WHAT IS NEEDED: Reproduce the data below word for word, leaving out the pictures.
#### INFORMATION SHOWN ####
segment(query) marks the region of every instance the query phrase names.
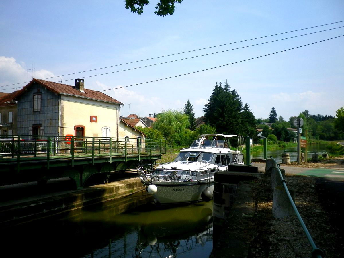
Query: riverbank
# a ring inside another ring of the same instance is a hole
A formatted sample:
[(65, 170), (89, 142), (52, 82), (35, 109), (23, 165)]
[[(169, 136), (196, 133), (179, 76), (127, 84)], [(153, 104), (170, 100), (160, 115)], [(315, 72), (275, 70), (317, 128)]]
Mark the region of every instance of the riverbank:
[[(259, 166), (264, 174), (263, 166)], [(337, 200), (332, 201), (332, 206), (328, 203), (333, 197), (325, 196), (326, 185), (320, 183), (319, 178), (286, 174), (286, 180), (288, 188), (295, 192), (295, 205), (317, 246), (324, 251), (323, 257), (341, 257), (344, 253), (342, 227), (339, 226), (341, 209), (333, 208), (339, 204)], [(238, 190), (248, 187), (250, 191), (246, 192), (249, 194), (241, 196), (238, 191), (232, 212), (211, 257), (311, 257), (312, 248), (296, 216), (277, 219), (272, 217), (270, 178), (263, 174), (256, 180), (240, 184)], [(236, 211), (243, 207), (246, 207), (245, 212)], [(228, 248), (233, 241), (241, 249)]]

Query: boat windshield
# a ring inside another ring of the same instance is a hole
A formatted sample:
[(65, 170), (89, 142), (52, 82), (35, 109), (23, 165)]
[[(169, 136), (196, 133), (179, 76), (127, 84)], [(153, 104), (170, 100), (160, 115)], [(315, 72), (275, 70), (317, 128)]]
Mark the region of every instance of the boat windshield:
[[(195, 140), (190, 148), (198, 147), (200, 140)], [(223, 140), (205, 140), (201, 143), (201, 147), (218, 147), (219, 148), (228, 148), (228, 144)]]
[(201, 152), (195, 151), (185, 151), (180, 152), (174, 160), (175, 161), (196, 161), (200, 157)]

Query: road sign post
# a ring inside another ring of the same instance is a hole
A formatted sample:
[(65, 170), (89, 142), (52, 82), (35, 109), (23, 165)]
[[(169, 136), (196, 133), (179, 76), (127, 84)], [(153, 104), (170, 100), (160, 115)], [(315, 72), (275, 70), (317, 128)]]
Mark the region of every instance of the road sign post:
[(301, 117), (298, 117), (294, 120), (294, 125), (298, 128), (297, 133), (298, 134), (298, 164), (300, 165), (301, 163), (301, 146), (300, 143), (301, 132), (302, 129), (300, 128), (303, 125), (303, 119)]

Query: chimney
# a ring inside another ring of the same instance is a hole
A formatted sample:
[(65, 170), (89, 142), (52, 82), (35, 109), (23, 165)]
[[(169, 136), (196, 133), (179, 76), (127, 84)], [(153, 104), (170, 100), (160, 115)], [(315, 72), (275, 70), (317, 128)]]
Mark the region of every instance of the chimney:
[(76, 79), (75, 86), (74, 88), (82, 92), (84, 92), (84, 79)]

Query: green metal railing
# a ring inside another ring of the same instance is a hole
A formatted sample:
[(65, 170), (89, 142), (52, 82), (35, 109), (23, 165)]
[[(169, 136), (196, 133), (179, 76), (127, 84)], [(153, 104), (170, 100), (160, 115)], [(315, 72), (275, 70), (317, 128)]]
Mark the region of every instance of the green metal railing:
####
ANSWER TO THIS PROBLEM:
segment(query) marks the region of every instance the query phrase names.
Query: riverbank
# a ring inside another ring of the same instance is a hole
A formatted sample:
[(65, 170), (89, 142), (52, 82), (35, 109), (23, 165)]
[[(169, 136), (196, 133), (179, 76), (127, 84)], [(153, 104), (170, 100), (160, 115)], [(315, 72), (275, 70), (317, 128)]]
Mark the region of every instance of the riverbank:
[[(259, 166), (264, 174), (263, 166)], [(337, 200), (332, 201), (332, 206), (328, 203), (333, 197), (325, 196), (326, 185), (320, 183), (319, 178), (286, 174), (286, 180), (288, 188), (295, 192), (295, 205), (317, 246), (324, 251), (323, 257), (341, 257), (344, 253), (342, 227), (339, 226), (341, 209), (333, 208), (339, 204)], [(238, 190), (248, 187), (250, 191), (246, 192), (249, 194), (241, 196), (238, 191), (232, 212), (211, 257), (311, 257), (312, 248), (296, 216), (277, 219), (272, 217), (270, 178), (263, 174), (256, 180), (240, 184)], [(236, 211), (243, 207), (246, 207), (245, 212)], [(228, 248), (233, 241), (241, 249)]]

Query: boat windshield
# a ring inside another ring of the same instance is a hole
A formatted sample:
[(65, 170), (89, 142), (52, 82), (35, 109), (23, 165)]
[[(169, 136), (196, 133), (179, 76), (127, 84)], [(153, 104), (170, 100), (160, 115)], [(315, 72), (275, 70), (317, 128)]]
Mark the region of every instance of the boat windshield:
[[(195, 140), (190, 148), (198, 147), (200, 140)], [(223, 140), (205, 140), (201, 143), (201, 147), (218, 147), (219, 148), (228, 148), (228, 144)]]
[(201, 152), (195, 151), (185, 151), (180, 152), (174, 160), (175, 161), (196, 161), (200, 157)]

Query: road sign post
# a ring inside another ring of the same instance is a hole
A formatted sample:
[(65, 170), (89, 142), (52, 82), (35, 109), (23, 165)]
[[(169, 136), (196, 133), (179, 76), (127, 84)], [(153, 104), (170, 100), (160, 115)], [(315, 72), (275, 70), (317, 128)]]
Mark the region of every instance of the road sign post:
[(301, 117), (298, 117), (294, 120), (294, 125), (298, 128), (297, 133), (298, 134), (298, 164), (300, 165), (301, 163), (301, 146), (300, 143), (301, 132), (302, 129), (300, 128), (303, 125), (303, 119)]

Query: chimney
# a ring inside another ring of the same instance is a hole
A formatted sample:
[(65, 170), (89, 142), (52, 82), (35, 109), (23, 165)]
[[(169, 136), (196, 133), (179, 76), (127, 84)], [(153, 104), (170, 100), (160, 115)], [(315, 72), (275, 70), (317, 128)]]
Mark the region of every instance of the chimney:
[(76, 79), (75, 86), (74, 88), (82, 92), (84, 92), (84, 79)]

Query: green metal railing
# a ring inside another ring of the same instance is a hole
A formatted sample:
[(65, 170), (89, 142), (52, 82), (35, 109), (23, 165)]
[[(169, 136), (196, 133), (179, 76), (127, 84)], [(153, 104), (170, 100), (160, 115)], [(315, 72), (275, 70), (317, 128)]]
Mark the region of every instance of the green metal railing:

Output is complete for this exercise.